== Soal Latihan 1 ==
Tolong susun semua baris catatan, dari baris yang memuat "[indicate] the tattoo" hingga baris terakhir catatan, menjadi daftar bernomor tanpa baris kosong.
··· Teks Kutipan ···
Sabtu 08 Dec 2012 13:21 WIB

Tragedi 1965 Masih Jadi Inspirasi Menarik Para Sastrawan

REPUBLIKA.CO.ID, DENPASAR--Tragedi kemanusiaan tahun 1965-1966 masih menjadi inspirasi tema karya sastra yang menarik, kata sastrawan Putu Oka Sukanta.

"Peristiwa 1965 hingga 1966 bagaikan sumur inspirasi yang tidak pernah kering bagi sebagian besar sastrawan," katanya saat ditemui usai acara bedah buku kumpulan cerpen "Tak 'Kan Melupakanmu" di Denpasar, Sabtu (8/12).

Menurut dia, dampak peristiwa tersebut hampir menyeluruh pada aspek kehidupan manusia, termasuk timbulnya kekhawatiran dan kecemasan para korban dan pelaku. Oleh karena itu, karya sastra yang bertema dan berlatar belakang tragedi 1965, lanjut dia, selalu menjadi "best seller" di toko-toko buku besar.

"Semua orang kalau bicara tragedi itu emosinya teragitasi," kata mantan aktivis Lekra yang pernah ditahan selama 10 tahun pada 1966-1976 di Tangerang dan Salemba oleh pemerintahan Orde Baru itu manambahkan.
···
== Soal Latihan 2 ==
Lanjutkan berita tentang tragedi 1965 sebagai inspirasi sastrawan, mulai setelah kalimat terakhirnya.
··· Cuplikan Data ···
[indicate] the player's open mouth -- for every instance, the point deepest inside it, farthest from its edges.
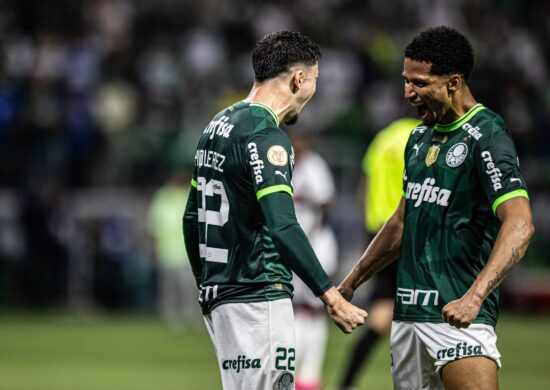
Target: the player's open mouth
(422, 110)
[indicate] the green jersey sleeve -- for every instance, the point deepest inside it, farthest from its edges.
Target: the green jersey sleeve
(497, 166)
(270, 160)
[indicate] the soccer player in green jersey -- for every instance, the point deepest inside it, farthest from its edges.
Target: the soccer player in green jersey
(240, 228)
(463, 223)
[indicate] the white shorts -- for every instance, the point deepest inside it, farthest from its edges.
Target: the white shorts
(419, 351)
(255, 344)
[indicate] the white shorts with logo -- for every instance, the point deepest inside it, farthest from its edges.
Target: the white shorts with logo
(419, 351)
(255, 344)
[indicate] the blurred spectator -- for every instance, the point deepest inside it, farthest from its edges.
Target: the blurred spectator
(313, 191)
(178, 291)
(382, 186)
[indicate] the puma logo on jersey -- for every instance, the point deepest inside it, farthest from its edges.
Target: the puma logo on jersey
(428, 192)
(281, 174)
(417, 147)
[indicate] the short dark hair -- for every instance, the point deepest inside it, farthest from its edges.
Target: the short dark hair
(445, 48)
(275, 53)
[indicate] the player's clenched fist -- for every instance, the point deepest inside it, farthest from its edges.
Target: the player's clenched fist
(460, 313)
(345, 315)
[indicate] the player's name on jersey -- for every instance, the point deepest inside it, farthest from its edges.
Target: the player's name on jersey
(219, 127)
(209, 159)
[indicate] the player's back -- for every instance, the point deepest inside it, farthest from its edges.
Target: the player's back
(240, 263)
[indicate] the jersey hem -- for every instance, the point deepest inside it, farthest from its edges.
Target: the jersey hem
(435, 320)
(281, 295)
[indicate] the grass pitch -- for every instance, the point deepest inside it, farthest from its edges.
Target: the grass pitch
(62, 352)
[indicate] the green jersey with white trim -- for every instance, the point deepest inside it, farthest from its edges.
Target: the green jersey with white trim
(242, 156)
(455, 177)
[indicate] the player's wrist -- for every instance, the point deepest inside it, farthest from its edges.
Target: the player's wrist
(331, 296)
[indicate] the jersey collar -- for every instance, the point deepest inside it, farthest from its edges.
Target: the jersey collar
(460, 121)
(268, 110)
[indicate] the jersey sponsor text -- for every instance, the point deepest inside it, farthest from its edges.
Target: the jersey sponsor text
(256, 163)
(220, 127)
(493, 172)
(461, 350)
(409, 296)
(428, 192)
(242, 362)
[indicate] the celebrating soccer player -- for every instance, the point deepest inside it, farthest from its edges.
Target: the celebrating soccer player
(240, 227)
(463, 223)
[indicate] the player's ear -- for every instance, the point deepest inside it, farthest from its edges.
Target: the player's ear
(454, 83)
(297, 80)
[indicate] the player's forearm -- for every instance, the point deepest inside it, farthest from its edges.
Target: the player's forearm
(510, 247)
(383, 250)
(296, 252)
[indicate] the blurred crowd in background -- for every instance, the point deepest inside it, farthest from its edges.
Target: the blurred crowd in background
(102, 103)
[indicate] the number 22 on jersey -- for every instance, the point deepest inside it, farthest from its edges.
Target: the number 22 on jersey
(212, 188)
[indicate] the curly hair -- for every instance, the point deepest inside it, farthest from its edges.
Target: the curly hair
(275, 53)
(445, 48)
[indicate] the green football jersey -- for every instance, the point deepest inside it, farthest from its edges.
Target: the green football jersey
(455, 177)
(242, 156)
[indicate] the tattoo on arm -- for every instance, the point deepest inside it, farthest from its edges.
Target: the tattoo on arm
(514, 259)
···
== Jawaban Latihan 1 ==
1. [indicate] the tattoo on arm -- for every instance, the point deepest inside it, farthest from its edges.
2. Target: the tattoo on arm
3. (514, 259)

== Jawaban Latihan 2 ==
Hingga saat ini Sukanta telah menulis 14 karya sastra, empat di antaranya berlatar belakang tragedi 1965-1966, termasuk "Tembang Jalak Bali", kumpulan puisi yang diterjemahkan ke dalam bahasa Inggris dan bahasa Prancis. Bahkan cerpen "Luh Galuh" yang ditulis pada 1986 mendapat penghargaan dari NEMIS di Chile.

Saat ditanya, kenapa para sastrawan tidak menulis buku sejarah tentang peristiwa kemanusiaan yang merenggut ratusan ribu jiwa rakyat tak berdosa itu, dia menjawab sudah berulang kali diupayakan. Pasalnya hingga kini tidak ada kemauan baik dari penguasa untuk menjadi salah satu buku ajar siswa hingga saat ini.

"Bukankah Asvi Warman Adam pernah menulis buku sejarah G30S tanpa PKI yang kemudian dibakar oleh kejaksaan? Bahkan pemerintah telah memerintahkan LIPI (Lembaga Ilmu Pengetahuan Indonesia) melakukan penelitian sejarah tentang peristiwa 1965, tapi sampai sekarang mana hasilnya?" katanya.

Oleh karena itu, menurut Sukanta, sastrawan yang peduli terhadap pelurusan sejarah 1965 lebih banyak melakukan gerakan kultural dengan membuat karya sastra, baik berupa novel, cerpen, maupun puisi.

"Para sastrawan melakukan gerakan kultural karena memang mereka tidak memiliki kekuatan politik. Kami yakin lambat laun persoalan ini akan jernih dengan sendirinya," kata pria kelahiran Singaraja, Kabupaten Buleleng, 73 tahun silam itu.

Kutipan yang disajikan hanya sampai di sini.